--- STATED GOAL ---
In how many lines of the material below does the word "branch" appear? Give the number alone.

--- EXERCISE MATERIAL ---
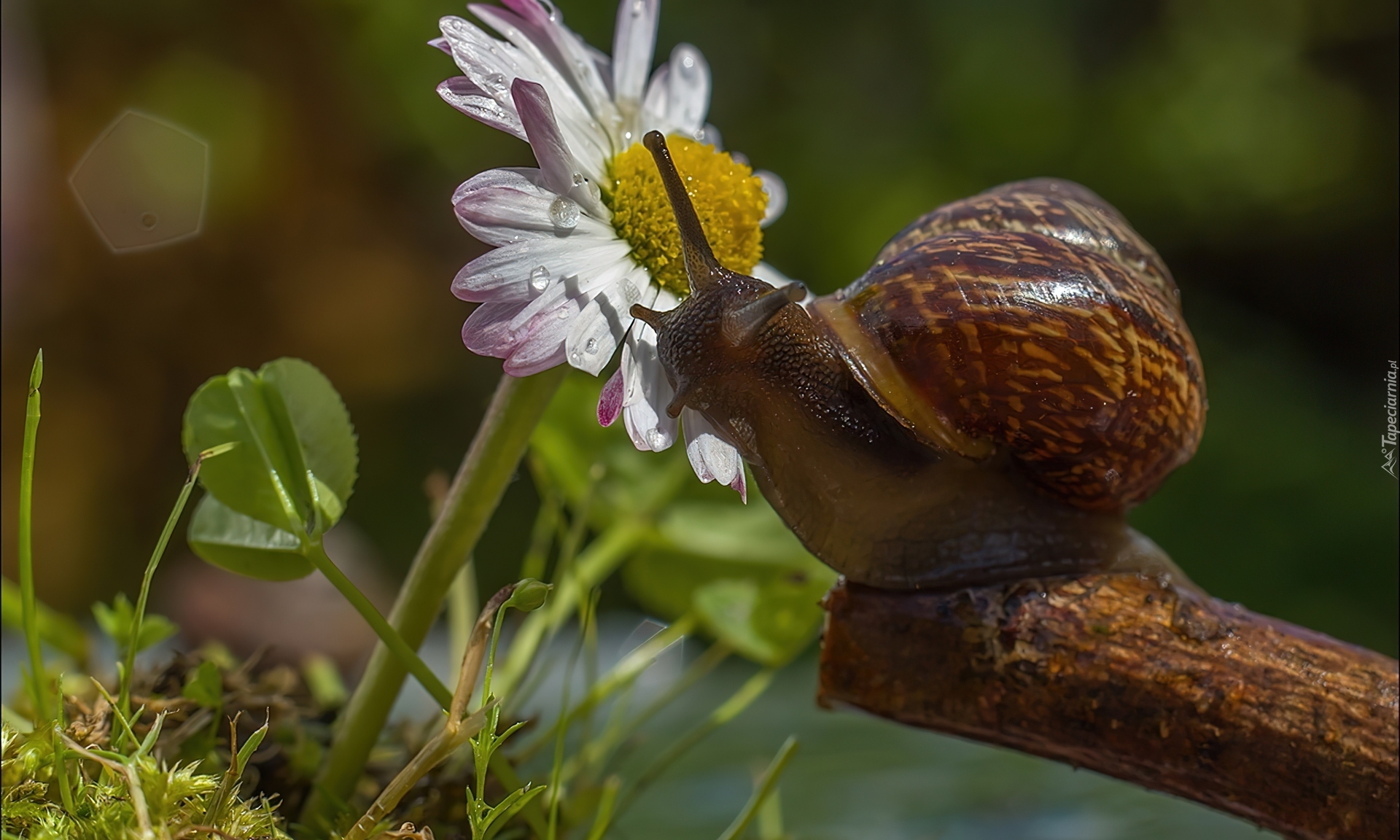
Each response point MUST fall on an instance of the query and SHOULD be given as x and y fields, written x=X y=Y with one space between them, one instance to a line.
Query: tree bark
x=1140 y=680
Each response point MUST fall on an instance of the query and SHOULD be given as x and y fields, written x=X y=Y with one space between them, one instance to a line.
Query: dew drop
x=540 y=279
x=563 y=213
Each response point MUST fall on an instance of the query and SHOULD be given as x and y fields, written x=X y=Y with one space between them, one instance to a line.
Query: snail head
x=718 y=328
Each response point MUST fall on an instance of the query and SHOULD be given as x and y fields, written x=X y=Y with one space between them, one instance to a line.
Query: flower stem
x=473 y=496
x=30 y=610
x=408 y=657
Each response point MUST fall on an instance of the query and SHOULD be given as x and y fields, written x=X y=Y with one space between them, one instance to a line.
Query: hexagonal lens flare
x=143 y=182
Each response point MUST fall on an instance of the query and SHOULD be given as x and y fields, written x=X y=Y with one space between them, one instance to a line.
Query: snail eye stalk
x=700 y=263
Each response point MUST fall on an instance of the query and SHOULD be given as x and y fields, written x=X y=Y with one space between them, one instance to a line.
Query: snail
x=983 y=405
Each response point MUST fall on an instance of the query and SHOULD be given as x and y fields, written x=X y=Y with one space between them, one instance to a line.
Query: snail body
x=984 y=403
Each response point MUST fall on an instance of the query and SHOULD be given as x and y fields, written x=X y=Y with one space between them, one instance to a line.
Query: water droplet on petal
x=563 y=213
x=540 y=279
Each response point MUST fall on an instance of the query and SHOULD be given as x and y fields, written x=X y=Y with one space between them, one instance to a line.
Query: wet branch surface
x=1147 y=682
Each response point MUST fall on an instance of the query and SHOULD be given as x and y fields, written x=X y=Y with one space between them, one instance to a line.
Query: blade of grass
x=461 y=611
x=30 y=610
x=473 y=496
x=391 y=639
x=605 y=804
x=762 y=788
x=563 y=723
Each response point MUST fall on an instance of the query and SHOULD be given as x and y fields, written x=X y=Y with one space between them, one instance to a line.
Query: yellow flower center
x=728 y=199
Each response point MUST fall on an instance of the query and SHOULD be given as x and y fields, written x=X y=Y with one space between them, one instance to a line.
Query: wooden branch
x=1138 y=680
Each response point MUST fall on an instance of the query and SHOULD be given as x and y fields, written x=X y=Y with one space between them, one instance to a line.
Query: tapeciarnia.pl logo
x=1388 y=440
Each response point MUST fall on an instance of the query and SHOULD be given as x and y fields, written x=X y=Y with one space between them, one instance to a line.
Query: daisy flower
x=590 y=233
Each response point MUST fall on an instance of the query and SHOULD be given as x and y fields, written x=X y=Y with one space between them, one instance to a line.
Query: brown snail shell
x=1031 y=316
x=983 y=405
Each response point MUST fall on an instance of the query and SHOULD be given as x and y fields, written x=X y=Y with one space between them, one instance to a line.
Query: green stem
x=473 y=496
x=762 y=790
x=28 y=608
x=461 y=613
x=727 y=712
x=401 y=650
x=594 y=564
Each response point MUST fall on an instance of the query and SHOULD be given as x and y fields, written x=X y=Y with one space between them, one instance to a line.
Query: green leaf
x=768 y=622
x=704 y=542
x=244 y=545
x=117 y=622
x=206 y=686
x=528 y=595
x=296 y=461
x=56 y=629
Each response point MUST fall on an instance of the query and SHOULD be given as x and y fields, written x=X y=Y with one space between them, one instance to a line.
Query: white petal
x=462 y=94
x=543 y=35
x=678 y=97
x=488 y=330
x=777 y=196
x=559 y=166
x=712 y=456
x=503 y=206
x=542 y=342
x=634 y=44
x=648 y=389
x=523 y=271
x=494 y=65
x=601 y=327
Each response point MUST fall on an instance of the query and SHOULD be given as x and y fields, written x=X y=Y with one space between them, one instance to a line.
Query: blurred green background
x=1252 y=141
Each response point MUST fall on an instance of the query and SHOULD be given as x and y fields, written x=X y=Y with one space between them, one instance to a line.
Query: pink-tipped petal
x=648 y=392
x=488 y=330
x=569 y=53
x=465 y=96
x=610 y=402
x=560 y=168
x=741 y=486
x=538 y=118
x=542 y=345
x=688 y=98
x=712 y=456
x=505 y=206
x=776 y=191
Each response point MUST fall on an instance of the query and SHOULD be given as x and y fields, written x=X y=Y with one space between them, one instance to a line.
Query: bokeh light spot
x=143 y=182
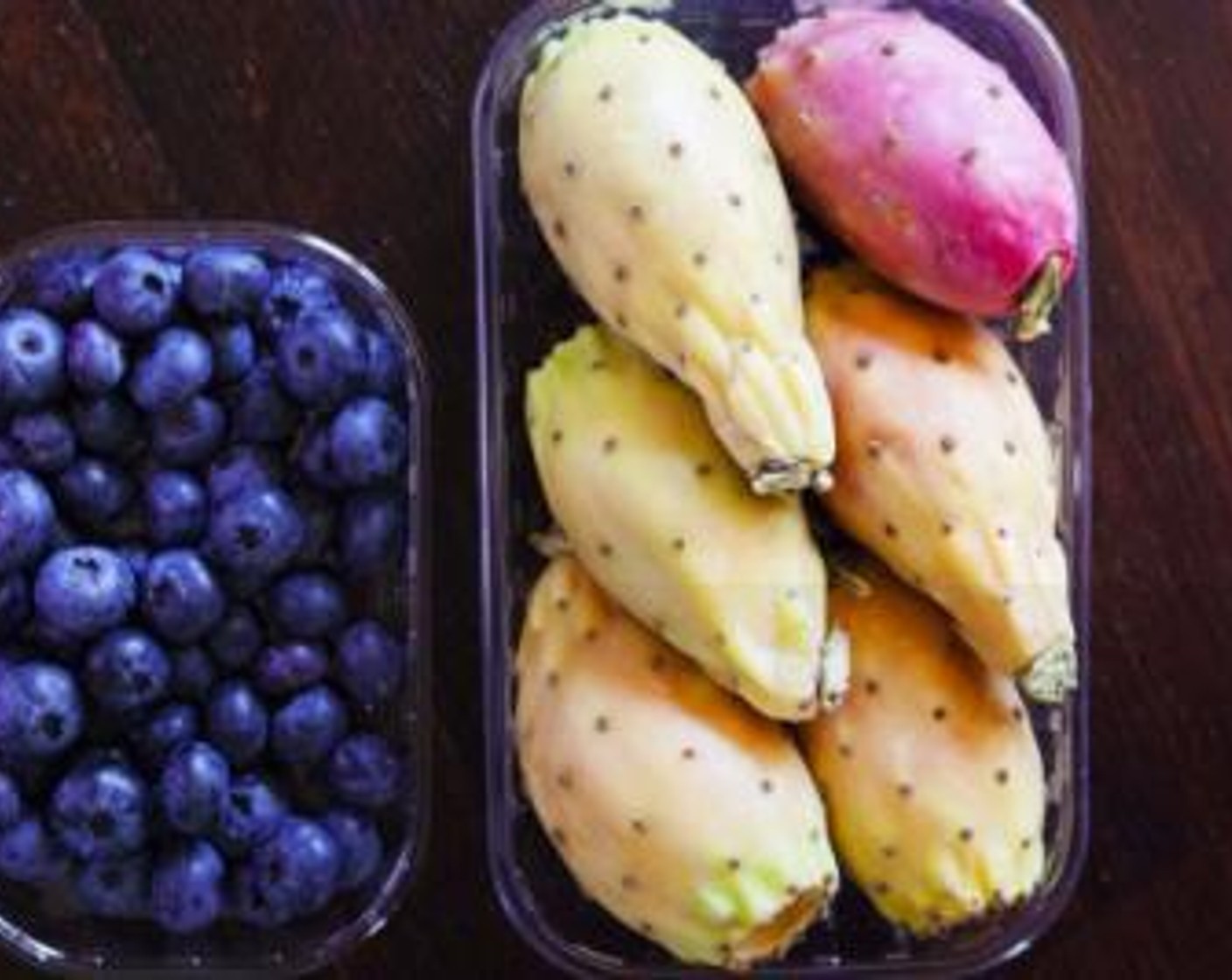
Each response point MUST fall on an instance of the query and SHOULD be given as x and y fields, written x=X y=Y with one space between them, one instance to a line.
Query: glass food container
x=525 y=304
x=46 y=931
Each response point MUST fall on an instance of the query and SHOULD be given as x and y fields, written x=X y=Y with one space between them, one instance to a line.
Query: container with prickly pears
x=794 y=443
x=212 y=621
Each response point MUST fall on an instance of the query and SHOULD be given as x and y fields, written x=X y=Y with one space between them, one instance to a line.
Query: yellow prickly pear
x=930 y=769
x=659 y=515
x=654 y=184
x=622 y=744
x=945 y=470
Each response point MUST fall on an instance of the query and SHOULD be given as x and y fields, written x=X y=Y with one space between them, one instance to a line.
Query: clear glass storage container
x=48 y=934
x=525 y=304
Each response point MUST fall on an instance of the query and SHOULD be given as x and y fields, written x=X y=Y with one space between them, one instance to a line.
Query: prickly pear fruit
x=930 y=769
x=658 y=192
x=682 y=811
x=926 y=158
x=945 y=470
x=659 y=515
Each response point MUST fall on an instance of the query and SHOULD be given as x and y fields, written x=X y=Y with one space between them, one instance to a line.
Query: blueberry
x=295 y=290
x=370 y=663
x=248 y=902
x=31 y=359
x=319 y=516
x=289 y=668
x=307 y=606
x=385 y=368
x=195 y=783
x=237 y=723
x=372 y=533
x=172 y=726
x=368 y=442
x=138 y=560
x=11 y=805
x=14 y=603
x=224 y=283
x=177 y=368
x=237 y=638
x=192 y=673
x=308 y=726
x=95 y=358
x=364 y=772
x=256 y=534
x=177 y=508
x=180 y=598
x=260 y=412
x=320 y=358
x=115 y=888
x=27 y=853
x=251 y=814
x=60 y=284
x=27 y=521
x=127 y=669
x=234 y=346
x=298 y=868
x=239 y=470
x=191 y=433
x=314 y=458
x=85 y=591
x=186 y=892
x=99 y=810
x=136 y=292
x=359 y=846
x=42 y=442
x=108 y=425
x=94 y=492
x=39 y=710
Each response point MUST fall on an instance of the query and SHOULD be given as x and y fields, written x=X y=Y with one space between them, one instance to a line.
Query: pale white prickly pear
x=678 y=808
x=930 y=769
x=654 y=184
x=945 y=470
x=663 y=519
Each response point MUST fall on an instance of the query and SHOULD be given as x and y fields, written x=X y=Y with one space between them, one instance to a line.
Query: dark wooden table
x=351 y=118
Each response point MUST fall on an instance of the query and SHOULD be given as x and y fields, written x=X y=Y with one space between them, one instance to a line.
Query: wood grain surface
x=350 y=117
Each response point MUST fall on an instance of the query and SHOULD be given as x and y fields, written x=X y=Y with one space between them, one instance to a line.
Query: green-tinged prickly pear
x=658 y=192
x=930 y=768
x=682 y=811
x=661 y=516
x=947 y=471
x=926 y=158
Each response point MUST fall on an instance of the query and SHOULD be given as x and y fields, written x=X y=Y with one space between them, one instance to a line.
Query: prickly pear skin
x=930 y=768
x=921 y=154
x=661 y=516
x=945 y=470
x=653 y=181
x=621 y=741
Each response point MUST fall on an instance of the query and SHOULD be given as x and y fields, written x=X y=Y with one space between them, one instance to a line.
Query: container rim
x=404 y=871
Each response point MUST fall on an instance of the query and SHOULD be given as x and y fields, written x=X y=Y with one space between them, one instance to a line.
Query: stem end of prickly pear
x=1040 y=300
x=1053 y=676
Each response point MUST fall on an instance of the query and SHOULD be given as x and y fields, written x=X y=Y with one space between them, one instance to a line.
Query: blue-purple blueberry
x=127 y=669
x=136 y=292
x=223 y=283
x=180 y=597
x=178 y=367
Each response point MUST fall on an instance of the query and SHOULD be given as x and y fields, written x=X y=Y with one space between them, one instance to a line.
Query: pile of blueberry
x=204 y=465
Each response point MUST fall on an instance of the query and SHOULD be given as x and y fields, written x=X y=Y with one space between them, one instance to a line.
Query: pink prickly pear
x=930 y=768
x=676 y=808
x=926 y=158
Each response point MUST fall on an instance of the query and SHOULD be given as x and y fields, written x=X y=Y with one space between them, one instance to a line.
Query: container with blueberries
x=212 y=612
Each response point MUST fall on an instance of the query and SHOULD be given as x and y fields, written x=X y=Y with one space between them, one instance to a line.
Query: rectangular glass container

--- WORKED SOLUTION ---
2